-- Problem --
Revise the material from its start up to and including the line that contains "column 611, row 685", replacing "largest disc" with "biggest disc" and leaving everything else unchanged. Omit the pictures from your answer.

————————

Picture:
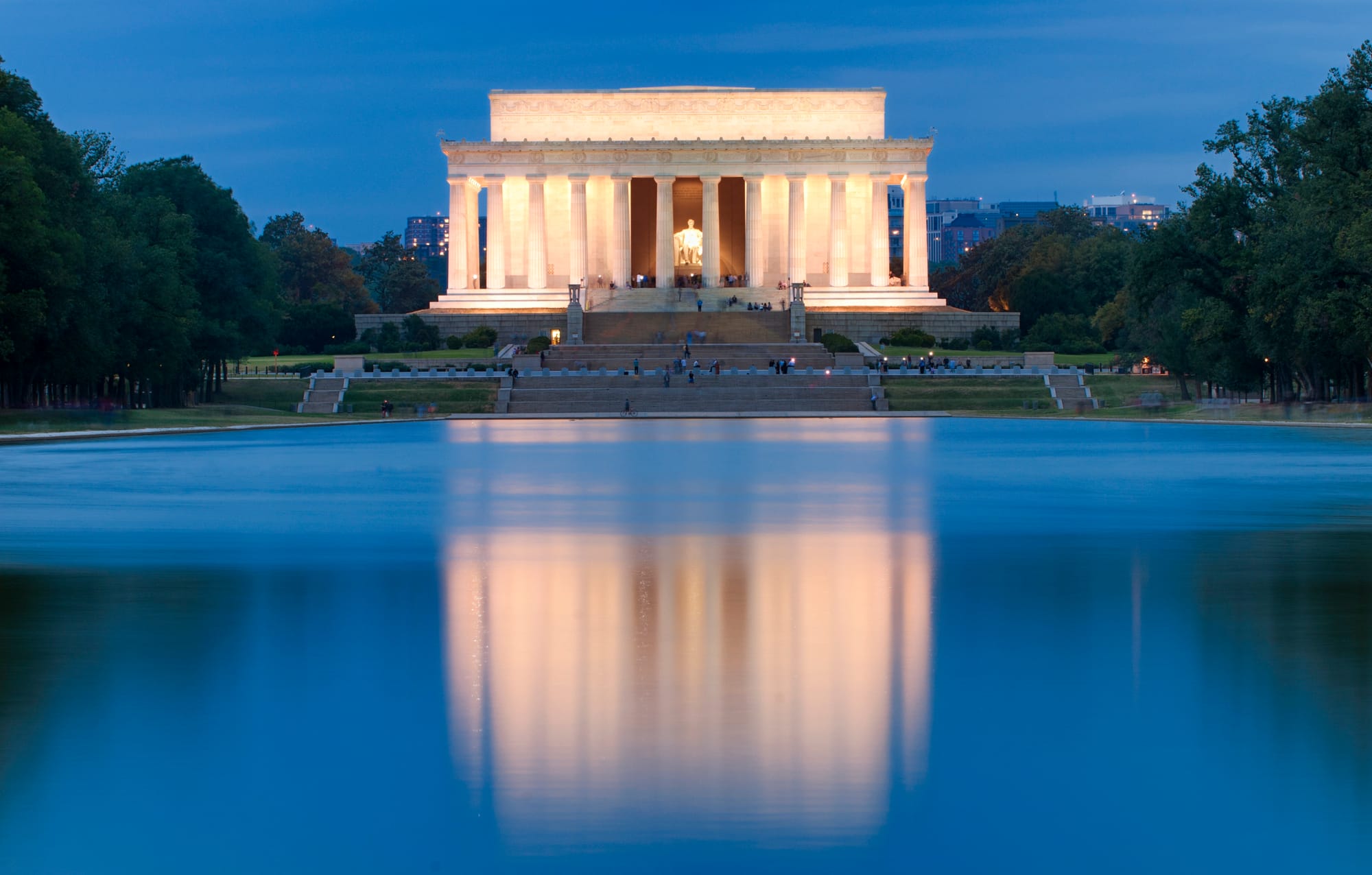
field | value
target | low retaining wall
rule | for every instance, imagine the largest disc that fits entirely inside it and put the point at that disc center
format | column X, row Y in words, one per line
column 872, row 326
column 510, row 327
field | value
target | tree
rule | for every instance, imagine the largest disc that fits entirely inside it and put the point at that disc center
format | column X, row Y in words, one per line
column 397, row 282
column 311, row 269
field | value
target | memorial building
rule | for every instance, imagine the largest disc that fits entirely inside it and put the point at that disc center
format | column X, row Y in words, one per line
column 619, row 200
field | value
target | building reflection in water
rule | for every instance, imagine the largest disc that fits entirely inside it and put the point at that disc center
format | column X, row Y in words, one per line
column 611, row 685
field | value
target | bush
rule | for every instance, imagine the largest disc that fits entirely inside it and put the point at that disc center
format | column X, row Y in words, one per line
column 357, row 348
column 389, row 339
column 912, row 338
column 838, row 344
column 421, row 335
column 986, row 335
column 480, row 338
column 308, row 368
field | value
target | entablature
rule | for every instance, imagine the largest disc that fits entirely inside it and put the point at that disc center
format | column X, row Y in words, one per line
column 687, row 157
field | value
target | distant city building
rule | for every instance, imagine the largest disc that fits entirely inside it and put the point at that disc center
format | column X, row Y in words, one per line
column 1015, row 213
column 957, row 226
column 1130, row 213
column 426, row 237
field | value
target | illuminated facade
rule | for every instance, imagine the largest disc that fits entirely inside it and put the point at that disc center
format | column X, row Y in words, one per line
column 788, row 186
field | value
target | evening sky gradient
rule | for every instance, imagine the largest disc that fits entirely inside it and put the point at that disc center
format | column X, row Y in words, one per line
column 333, row 109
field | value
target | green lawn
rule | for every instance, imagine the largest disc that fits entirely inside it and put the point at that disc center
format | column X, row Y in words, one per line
column 982, row 396
column 448, row 396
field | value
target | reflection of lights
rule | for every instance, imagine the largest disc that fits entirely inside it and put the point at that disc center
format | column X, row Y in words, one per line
column 783, row 674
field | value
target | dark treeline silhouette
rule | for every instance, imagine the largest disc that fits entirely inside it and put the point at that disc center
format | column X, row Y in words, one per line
column 139, row 285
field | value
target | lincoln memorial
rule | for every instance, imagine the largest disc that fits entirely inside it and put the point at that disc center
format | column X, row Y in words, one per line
column 667, row 187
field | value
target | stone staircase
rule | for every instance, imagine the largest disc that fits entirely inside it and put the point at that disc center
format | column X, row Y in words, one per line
column 1071, row 392
column 735, row 326
column 765, row 393
column 324, row 396
column 743, row 356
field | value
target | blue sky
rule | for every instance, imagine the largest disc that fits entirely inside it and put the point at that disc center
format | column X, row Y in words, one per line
column 333, row 109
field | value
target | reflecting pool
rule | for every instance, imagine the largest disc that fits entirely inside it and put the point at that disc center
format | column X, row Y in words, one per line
column 812, row 645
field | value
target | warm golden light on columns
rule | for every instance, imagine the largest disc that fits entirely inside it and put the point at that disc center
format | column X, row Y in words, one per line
column 666, row 263
column 577, row 202
column 880, row 232
column 796, row 230
column 710, row 217
column 496, row 231
column 754, row 230
column 917, row 241
column 474, row 241
column 537, row 259
column 839, row 230
column 621, row 250
column 458, row 274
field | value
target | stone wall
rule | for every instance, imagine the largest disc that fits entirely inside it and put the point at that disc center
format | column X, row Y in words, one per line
column 873, row 326
column 510, row 327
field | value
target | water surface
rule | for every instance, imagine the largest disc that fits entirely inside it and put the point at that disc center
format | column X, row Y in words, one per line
column 943, row 645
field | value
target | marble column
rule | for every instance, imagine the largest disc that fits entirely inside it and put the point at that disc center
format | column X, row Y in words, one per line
column 621, row 249
column 458, row 274
column 839, row 230
column 537, row 245
column 754, row 230
column 474, row 238
column 578, row 237
column 880, row 231
column 710, row 219
column 796, row 230
column 666, row 259
column 917, row 239
column 496, row 231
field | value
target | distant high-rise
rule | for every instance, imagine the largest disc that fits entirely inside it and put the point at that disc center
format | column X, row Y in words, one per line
column 1128, row 213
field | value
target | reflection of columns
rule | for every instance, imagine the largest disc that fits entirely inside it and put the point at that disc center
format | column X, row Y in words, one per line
column 839, row 230
column 496, row 231
column 917, row 241
column 754, row 230
column 710, row 217
column 474, row 238
column 880, row 231
column 458, row 275
column 578, row 206
column 537, row 260
column 666, row 263
column 621, row 250
column 796, row 238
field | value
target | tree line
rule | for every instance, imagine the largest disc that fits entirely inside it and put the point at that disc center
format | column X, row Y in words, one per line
column 143, row 283
column 1263, row 280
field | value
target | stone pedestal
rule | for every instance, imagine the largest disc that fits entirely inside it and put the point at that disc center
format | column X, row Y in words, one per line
column 798, row 322
column 576, row 333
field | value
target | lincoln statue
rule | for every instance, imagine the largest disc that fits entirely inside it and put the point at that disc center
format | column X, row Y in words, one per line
column 688, row 243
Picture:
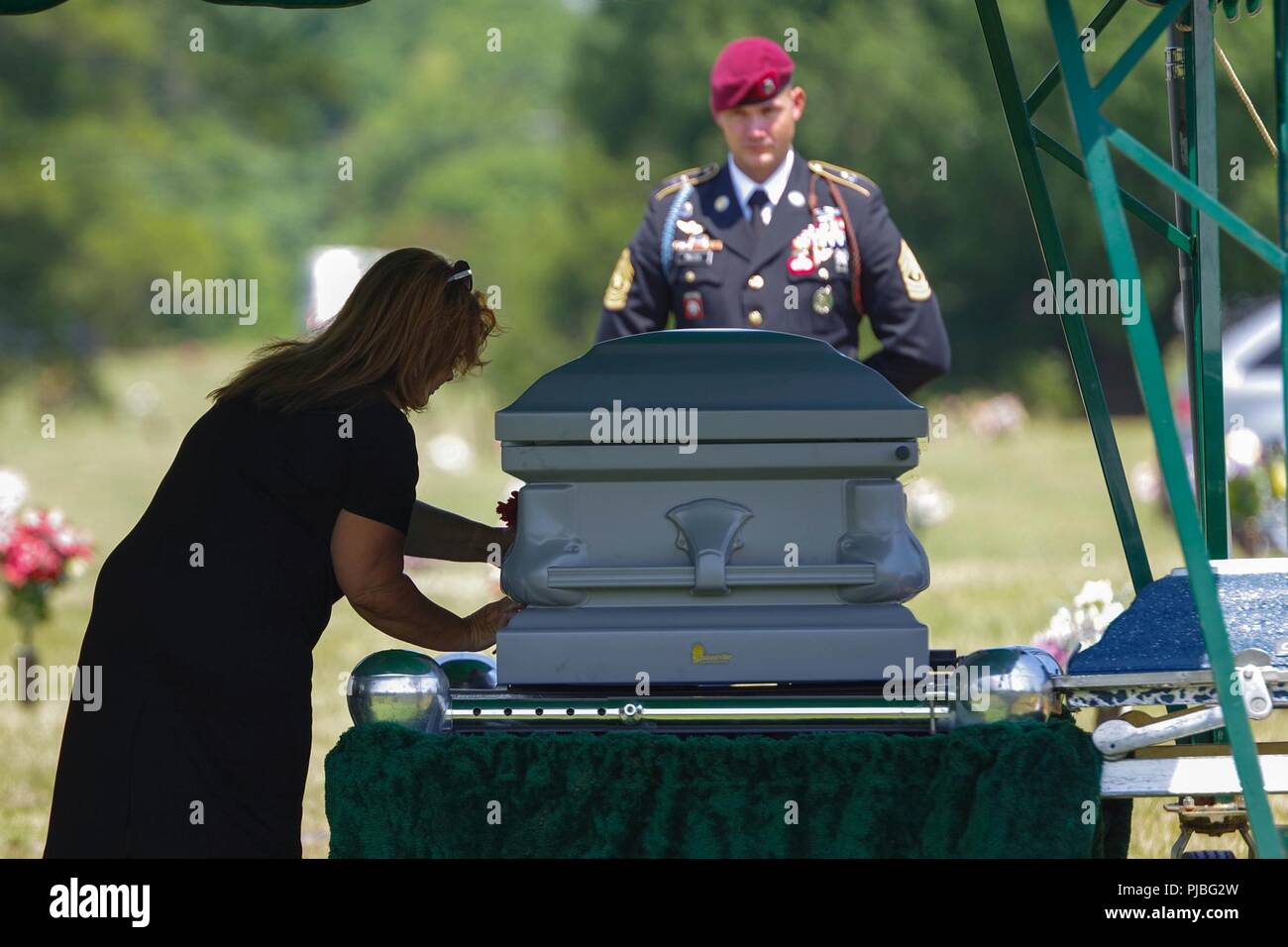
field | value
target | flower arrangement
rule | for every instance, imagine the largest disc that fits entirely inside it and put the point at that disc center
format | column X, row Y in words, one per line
column 928, row 504
column 1257, row 487
column 38, row 553
column 1072, row 630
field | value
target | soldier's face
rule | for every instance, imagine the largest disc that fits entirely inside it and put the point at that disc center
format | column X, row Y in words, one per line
column 760, row 136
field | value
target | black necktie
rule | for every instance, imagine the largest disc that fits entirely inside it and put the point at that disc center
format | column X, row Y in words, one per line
column 758, row 201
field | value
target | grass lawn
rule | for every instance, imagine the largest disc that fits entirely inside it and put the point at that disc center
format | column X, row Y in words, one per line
column 1013, row 551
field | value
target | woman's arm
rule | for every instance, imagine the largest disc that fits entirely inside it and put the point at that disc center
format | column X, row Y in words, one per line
column 368, row 557
column 437, row 534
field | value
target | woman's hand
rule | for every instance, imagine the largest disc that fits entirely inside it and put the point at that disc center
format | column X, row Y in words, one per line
column 481, row 626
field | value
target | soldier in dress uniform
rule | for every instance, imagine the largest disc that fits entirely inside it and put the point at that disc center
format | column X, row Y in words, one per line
column 768, row 240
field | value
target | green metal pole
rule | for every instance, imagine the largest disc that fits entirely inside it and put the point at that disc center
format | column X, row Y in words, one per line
column 1282, row 180
column 1056, row 261
column 1207, row 397
column 1149, row 368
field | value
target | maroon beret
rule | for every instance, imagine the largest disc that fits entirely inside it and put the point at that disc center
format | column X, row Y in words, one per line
column 748, row 69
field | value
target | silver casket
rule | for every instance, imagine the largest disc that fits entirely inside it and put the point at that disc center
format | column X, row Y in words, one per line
column 711, row 506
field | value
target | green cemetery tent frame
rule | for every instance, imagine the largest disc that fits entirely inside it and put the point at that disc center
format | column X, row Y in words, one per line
column 1201, row 521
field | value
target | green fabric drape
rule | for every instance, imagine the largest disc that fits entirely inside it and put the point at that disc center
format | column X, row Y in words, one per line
column 1016, row 789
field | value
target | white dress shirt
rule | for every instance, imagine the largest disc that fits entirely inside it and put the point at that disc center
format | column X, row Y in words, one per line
column 773, row 187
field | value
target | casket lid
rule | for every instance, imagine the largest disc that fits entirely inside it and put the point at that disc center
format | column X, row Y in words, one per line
column 745, row 384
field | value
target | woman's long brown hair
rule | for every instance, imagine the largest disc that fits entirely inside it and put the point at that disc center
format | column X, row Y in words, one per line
column 402, row 329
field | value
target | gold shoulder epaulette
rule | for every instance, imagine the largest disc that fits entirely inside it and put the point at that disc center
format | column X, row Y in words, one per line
column 690, row 175
column 841, row 175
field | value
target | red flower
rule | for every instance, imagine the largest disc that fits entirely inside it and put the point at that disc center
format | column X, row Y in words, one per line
column 39, row 548
column 509, row 509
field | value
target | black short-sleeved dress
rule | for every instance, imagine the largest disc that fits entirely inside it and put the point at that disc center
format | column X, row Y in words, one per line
column 204, row 622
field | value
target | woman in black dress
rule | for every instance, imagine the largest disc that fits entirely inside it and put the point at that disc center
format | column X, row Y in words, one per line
column 296, row 487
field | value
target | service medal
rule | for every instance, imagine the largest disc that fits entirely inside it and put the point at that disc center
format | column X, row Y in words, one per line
column 823, row 300
column 692, row 307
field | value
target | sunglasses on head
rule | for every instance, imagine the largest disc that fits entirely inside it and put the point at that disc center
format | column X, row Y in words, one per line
column 462, row 270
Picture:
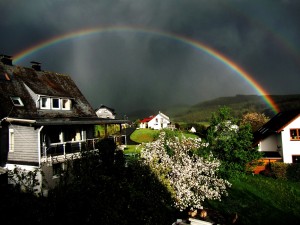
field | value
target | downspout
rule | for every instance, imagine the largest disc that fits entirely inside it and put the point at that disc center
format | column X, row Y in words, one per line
column 39, row 144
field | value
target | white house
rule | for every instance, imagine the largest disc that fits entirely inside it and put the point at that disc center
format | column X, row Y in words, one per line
column 157, row 122
column 279, row 138
column 105, row 112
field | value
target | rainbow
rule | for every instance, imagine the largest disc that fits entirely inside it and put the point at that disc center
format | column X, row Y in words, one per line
column 188, row 41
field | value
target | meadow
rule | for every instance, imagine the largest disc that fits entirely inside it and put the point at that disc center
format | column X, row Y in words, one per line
column 256, row 199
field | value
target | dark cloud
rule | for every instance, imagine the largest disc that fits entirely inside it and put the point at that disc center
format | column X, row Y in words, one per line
column 138, row 70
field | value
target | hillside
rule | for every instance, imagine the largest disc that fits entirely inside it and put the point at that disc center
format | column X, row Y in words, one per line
column 239, row 104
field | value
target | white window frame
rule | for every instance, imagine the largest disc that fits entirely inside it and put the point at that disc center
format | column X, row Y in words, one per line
column 52, row 103
column 17, row 101
column 66, row 104
column 11, row 140
column 47, row 103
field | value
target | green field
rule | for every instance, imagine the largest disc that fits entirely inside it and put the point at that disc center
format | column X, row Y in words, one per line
column 256, row 199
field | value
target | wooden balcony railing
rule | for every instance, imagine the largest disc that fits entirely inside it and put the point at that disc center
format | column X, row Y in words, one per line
column 68, row 147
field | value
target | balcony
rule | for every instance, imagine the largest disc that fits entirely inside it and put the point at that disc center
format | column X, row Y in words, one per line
column 66, row 150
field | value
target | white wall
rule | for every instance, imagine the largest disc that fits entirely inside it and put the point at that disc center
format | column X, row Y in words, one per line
column 290, row 147
column 160, row 121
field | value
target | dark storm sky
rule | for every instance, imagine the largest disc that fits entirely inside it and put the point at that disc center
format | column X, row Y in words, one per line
column 136, row 70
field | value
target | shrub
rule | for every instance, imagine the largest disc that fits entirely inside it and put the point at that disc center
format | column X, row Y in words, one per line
column 190, row 178
column 278, row 170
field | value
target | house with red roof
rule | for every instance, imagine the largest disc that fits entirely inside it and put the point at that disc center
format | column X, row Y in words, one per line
column 279, row 138
column 157, row 122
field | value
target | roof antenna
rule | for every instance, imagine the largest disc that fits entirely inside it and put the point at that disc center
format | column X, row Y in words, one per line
column 36, row 65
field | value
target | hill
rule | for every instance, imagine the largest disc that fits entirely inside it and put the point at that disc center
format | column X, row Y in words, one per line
column 239, row 104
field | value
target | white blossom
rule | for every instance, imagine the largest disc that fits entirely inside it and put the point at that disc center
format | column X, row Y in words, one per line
column 190, row 178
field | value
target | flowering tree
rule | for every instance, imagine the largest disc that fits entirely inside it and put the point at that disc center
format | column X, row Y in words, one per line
column 190, row 178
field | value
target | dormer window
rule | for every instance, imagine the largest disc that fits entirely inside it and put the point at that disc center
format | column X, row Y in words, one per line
column 45, row 103
column 66, row 104
column 17, row 101
column 55, row 103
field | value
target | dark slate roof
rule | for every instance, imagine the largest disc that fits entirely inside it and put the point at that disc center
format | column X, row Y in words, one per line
column 271, row 155
column 275, row 124
column 106, row 107
column 13, row 82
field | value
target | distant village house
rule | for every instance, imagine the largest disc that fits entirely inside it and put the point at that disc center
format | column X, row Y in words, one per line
column 157, row 122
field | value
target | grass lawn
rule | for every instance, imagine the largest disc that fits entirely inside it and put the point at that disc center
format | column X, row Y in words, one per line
column 257, row 200
column 261, row 200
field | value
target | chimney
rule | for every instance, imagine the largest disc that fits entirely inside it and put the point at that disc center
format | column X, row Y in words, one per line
column 6, row 59
column 36, row 65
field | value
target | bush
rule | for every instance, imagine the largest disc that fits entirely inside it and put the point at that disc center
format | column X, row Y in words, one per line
column 190, row 178
column 278, row 170
column 285, row 171
column 293, row 172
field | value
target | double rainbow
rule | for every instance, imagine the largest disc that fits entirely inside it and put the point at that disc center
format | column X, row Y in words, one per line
column 188, row 41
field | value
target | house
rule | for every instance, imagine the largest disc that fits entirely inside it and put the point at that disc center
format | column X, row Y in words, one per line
column 279, row 138
column 105, row 112
column 157, row 122
column 44, row 119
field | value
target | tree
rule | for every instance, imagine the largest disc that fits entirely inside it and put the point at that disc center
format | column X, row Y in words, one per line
column 191, row 179
column 230, row 143
column 255, row 119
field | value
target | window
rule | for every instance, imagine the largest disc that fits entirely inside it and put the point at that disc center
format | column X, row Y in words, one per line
column 296, row 158
column 11, row 140
column 55, row 103
column 17, row 101
column 295, row 134
column 45, row 103
column 66, row 104
column 58, row 169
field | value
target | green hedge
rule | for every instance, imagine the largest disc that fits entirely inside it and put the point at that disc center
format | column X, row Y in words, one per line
column 285, row 171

————————

-- Solution to this problem --
Picture:
field | value
target | low retaining wall
rule | for every instance, imagine the biggest disc that fits entirely inside it and put the point at that disc center
format | column X, row Y in words, one per line
column 872, row 326
column 510, row 327
field | value
target | tree
rule | for every instance, imagine the biggest disc that fits entirely inside it and put the point at that disc center
format | column X, row Y in words, one per line
column 397, row 282
column 311, row 269
field | value
target | memorial building
rule | for every instance, imagine the biggest disc that fits entirely inside it and put the point at that disc center
format | column X, row Y in words, one per line
column 619, row 200
field | value
target | building reflection in water
rule | for every instance, imagine the biggest disc that fits entirely inside it and put the point at that disc center
format | column X, row Y in words, one per line
column 611, row 685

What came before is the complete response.